> _Exercise instructions_
All of the entries are to be repeated exactly, with no pictures included.

Items listed in a dataset
○ ○ ○ ○ ○ ○ ○

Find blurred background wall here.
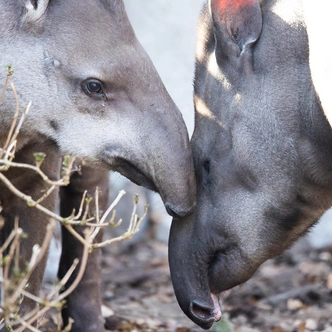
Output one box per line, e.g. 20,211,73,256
124,0,203,136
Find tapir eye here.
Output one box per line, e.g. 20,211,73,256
82,79,106,99
87,81,102,93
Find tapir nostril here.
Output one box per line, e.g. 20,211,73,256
191,301,214,320
189,301,216,329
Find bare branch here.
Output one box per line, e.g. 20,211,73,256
0,69,147,331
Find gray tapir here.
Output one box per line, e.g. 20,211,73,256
0,0,196,330
168,0,332,329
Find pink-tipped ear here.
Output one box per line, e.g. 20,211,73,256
210,0,262,52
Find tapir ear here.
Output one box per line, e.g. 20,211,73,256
20,0,50,23
210,0,262,55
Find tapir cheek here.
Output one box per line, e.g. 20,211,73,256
206,246,253,294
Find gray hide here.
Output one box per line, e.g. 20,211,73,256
168,0,332,329
0,0,195,331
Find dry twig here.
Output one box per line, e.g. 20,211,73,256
0,67,147,331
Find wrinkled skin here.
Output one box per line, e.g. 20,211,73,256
169,0,332,329
0,0,195,331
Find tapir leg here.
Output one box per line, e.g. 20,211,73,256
59,167,109,332
0,143,60,330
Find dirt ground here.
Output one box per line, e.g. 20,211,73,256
39,220,332,332
95,233,332,332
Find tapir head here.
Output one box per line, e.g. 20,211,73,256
0,0,196,216
169,0,332,329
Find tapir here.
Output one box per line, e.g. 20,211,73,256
168,0,332,329
0,0,196,331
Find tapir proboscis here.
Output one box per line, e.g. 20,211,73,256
0,0,196,331
168,0,332,329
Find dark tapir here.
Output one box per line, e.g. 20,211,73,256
0,0,195,330
169,0,332,329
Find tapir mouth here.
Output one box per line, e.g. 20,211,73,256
111,157,158,192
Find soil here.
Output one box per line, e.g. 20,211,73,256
41,233,332,332
98,236,332,332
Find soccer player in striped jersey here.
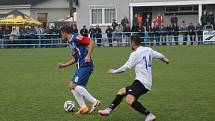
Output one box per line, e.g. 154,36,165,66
58,26,100,114
99,35,170,121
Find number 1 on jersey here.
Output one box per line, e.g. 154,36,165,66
143,55,152,70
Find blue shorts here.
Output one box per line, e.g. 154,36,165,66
71,67,93,86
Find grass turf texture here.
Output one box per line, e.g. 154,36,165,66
0,46,214,121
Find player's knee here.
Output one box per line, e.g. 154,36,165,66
126,95,135,106
68,83,76,90
117,88,126,95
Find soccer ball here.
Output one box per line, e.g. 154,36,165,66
64,100,75,112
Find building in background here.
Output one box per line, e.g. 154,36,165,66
0,0,76,27
76,0,215,31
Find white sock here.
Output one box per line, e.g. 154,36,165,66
75,85,97,104
71,90,86,109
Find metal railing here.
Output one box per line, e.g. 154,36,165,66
0,34,66,48
0,30,212,48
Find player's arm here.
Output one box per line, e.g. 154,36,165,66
160,57,170,64
85,39,95,62
152,50,170,64
107,53,138,74
58,59,76,69
75,35,94,62
107,65,129,74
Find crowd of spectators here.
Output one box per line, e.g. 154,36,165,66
74,11,215,47
0,25,62,48
0,10,214,47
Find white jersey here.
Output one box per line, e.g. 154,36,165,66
113,46,165,90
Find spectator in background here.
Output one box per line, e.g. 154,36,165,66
137,24,145,45
0,26,4,48
201,11,208,27
124,23,131,46
155,13,164,26
0,26,4,39
159,23,167,45
204,22,213,30
133,14,138,26
171,14,178,26
121,16,129,31
121,17,130,46
72,24,78,34
80,25,89,37
196,23,203,45
148,28,154,46
49,26,58,35
3,27,11,46
106,25,113,47
89,26,95,40
172,23,179,45
180,21,188,45
188,23,195,45
10,26,19,38
9,27,19,47
19,26,25,35
137,14,143,26
43,26,50,34
49,26,59,47
114,24,123,47
35,26,44,35
112,19,118,31
207,11,214,26
152,23,160,46
5,26,11,39
95,25,102,47
131,24,138,33
144,14,152,32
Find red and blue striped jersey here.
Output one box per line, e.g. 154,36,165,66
68,35,93,69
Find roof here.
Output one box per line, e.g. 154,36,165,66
0,14,6,18
5,9,29,18
0,0,50,5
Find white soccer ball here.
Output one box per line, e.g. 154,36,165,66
64,100,75,112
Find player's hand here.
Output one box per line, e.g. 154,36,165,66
166,60,170,64
58,63,67,69
164,58,170,64
106,68,114,74
85,55,91,62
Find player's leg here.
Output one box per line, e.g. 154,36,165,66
125,80,156,121
69,83,87,109
98,87,126,116
126,95,150,116
73,67,100,113
126,95,155,121
70,73,90,114
75,85,100,113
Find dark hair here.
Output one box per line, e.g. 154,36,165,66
130,35,141,45
60,26,72,34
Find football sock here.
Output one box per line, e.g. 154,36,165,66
109,95,124,110
131,100,150,116
71,90,86,109
75,85,97,104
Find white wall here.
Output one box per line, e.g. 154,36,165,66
31,8,70,22
130,0,214,3
77,0,130,32
32,0,69,9
0,5,31,16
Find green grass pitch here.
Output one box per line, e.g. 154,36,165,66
0,46,215,121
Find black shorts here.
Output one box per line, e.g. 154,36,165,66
126,80,149,99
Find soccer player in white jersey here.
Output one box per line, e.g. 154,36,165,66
99,35,170,121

○ ○ ○ ○ ○ ○ ○

> _Exercise output_
Find blurred background wall here.
Output one box per line, e.g. 20,211,73,256
124,0,203,136
Find tapir eye here.
Output one box per line, e.g. 20,211,73,256
82,79,106,99
87,81,102,93
Find tapir nostril here.
Output one box per line, e.g. 20,211,73,256
191,301,214,320
189,301,216,329
Find bare branch here.
Output one box per line, e.g. 20,211,73,256
0,69,147,331
Find gray tapir here.
Output one box per line, e.g. 20,211,73,256
0,0,196,330
168,0,332,329
Find pink-tipped ear here.
Output one box per line, e.g. 20,211,73,256
210,0,262,52
Find tapir ear here.
Output one box per line, e.g. 20,211,73,256
20,0,50,23
210,0,262,55
Find tapir cheek here.
Output one box per line, e.g. 20,211,73,256
206,246,253,294
Find gray hide here.
Output one box per line, e.g. 20,211,73,256
168,0,332,329
0,0,195,331
Find dry twig here.
Output one box per line, e.g. 20,211,73,256
0,67,147,331
Find wrinkled skin here.
Output one box per line, e.g. 20,211,73,256
169,0,332,329
0,0,195,331
Find tapir leg here.
Output one box per line, e.g. 20,211,73,256
59,167,109,332
0,143,60,330
Find dirt ground here.
Output one box per line, e.g. 20,211,73,256
39,220,332,332
95,233,332,332
Find tapir head here.
Output one box per line, e.g. 20,211,73,256
0,0,196,216
169,0,332,329
Find tapir here.
Output one box per line, e.g. 20,211,73,256
168,0,332,329
0,0,196,331
Find tapir proboscis here.
Output one box per line, e.g. 20,211,73,256
0,0,196,331
168,0,332,329
Find dark tapir here.
Output one box per line, e.g. 20,211,73,256
0,0,195,330
169,0,332,329
Find tapir mouth here.
Output one box per line, e.g. 20,211,73,256
111,157,158,192
Find soil here.
Output one box per line, e.g. 20,211,73,256
41,233,332,332
98,236,332,332
Find soccer player in striped jersey here.
Output one box per line, e.g. 154,36,165,66
58,26,100,114
99,35,170,121
Find number 1 on jersey here.
Output one box per line, e.g. 154,36,165,66
143,55,152,70
Find blue shorts here.
Output one box per line, e.g. 154,36,165,66
71,67,93,86
Find grass turf texture here.
Output one box per line, e.g. 154,36,165,66
0,46,214,121
Find player's knee here.
Output one box per line, e.g. 154,36,165,66
126,95,135,106
68,83,76,90
117,88,126,95
Find soccer ball here.
Output one box per line, e.g. 154,36,165,66
64,100,75,112
Find building in background here.
Output one box per line, e.g. 154,36,165,66
0,0,76,27
76,0,215,31
Find white sock here.
Output one box per line, e.g. 154,36,165,66
75,85,97,104
71,90,86,109
Find metal railing here.
Output one box per line, e.g. 154,36,165,66
0,34,66,48
0,30,212,48
Find player's arm here.
Output one box per line, e.g. 154,36,165,66
160,57,170,64
85,39,95,62
152,50,170,64
107,53,138,74
58,59,76,69
75,35,94,62
107,65,129,74
Find crowd of spectators here.
Output one box per line, e.g. 154,36,165,66
74,11,215,47
0,25,62,48
0,10,214,47
Find white jersey here.
Output one box per line, e.g. 154,36,165,66
113,46,165,90
Find spectator in background here.
Output one box per line, e.g. 154,36,165,66
137,24,145,45
0,26,4,48
201,11,208,27
124,23,131,46
155,13,164,26
0,26,4,39
159,23,167,45
204,22,213,30
133,14,138,26
171,14,178,26
121,16,129,31
121,17,130,46
72,24,78,34
80,25,89,37
196,23,203,45
148,28,154,46
49,26,58,35
3,27,11,46
106,25,113,47
89,26,95,40
172,23,179,45
180,21,188,45
188,23,195,45
10,26,19,38
9,27,19,47
19,26,25,35
137,14,143,26
43,26,50,34
49,26,59,47
114,24,123,47
35,26,44,35
112,19,118,31
207,11,214,26
152,23,160,46
5,26,11,39
95,25,102,47
131,24,138,33
144,14,152,32
Find red and blue striped jersey here.
Output one box per line, e.g. 154,36,165,66
68,35,93,69
Find roof here.
Output one box per line, e.g. 154,36,165,66
0,14,6,18
5,9,29,18
0,0,50,5
Find white soccer ball here.
Output one box per line, e.g. 154,36,165,66
64,100,75,112
Find player's hand here.
Output one box per line, e.g. 154,36,165,66
166,60,170,64
58,63,67,69
164,58,170,64
106,68,114,74
85,55,91,62
Find player's leg here.
Output one box per line, e.g. 154,36,165,66
125,80,156,121
69,83,87,109
98,87,126,116
126,95,150,116
73,67,100,113
126,95,155,121
70,73,90,114
75,85,100,113
Find dark hair here.
Output one box per line, e.g. 154,36,165,66
130,35,141,45
60,26,72,34
Find football sock here.
Output one box per line, e.g. 154,36,165,66
109,95,124,110
131,100,150,116
71,90,86,109
75,85,97,104
Find white wall here.
Output one box per line, e.g. 154,36,165,66
31,8,70,22
130,0,214,3
77,0,130,32
32,0,69,9
0,5,31,16
Find green grass pitch here.
Output one box per line, e.g. 154,36,165,66
0,46,215,121
Find black shorts here.
Output one box per line, e.g. 154,36,165,66
126,80,149,99
Find soccer player in white jersey here.
Output one box per line, e.g. 154,36,165,66
99,35,170,121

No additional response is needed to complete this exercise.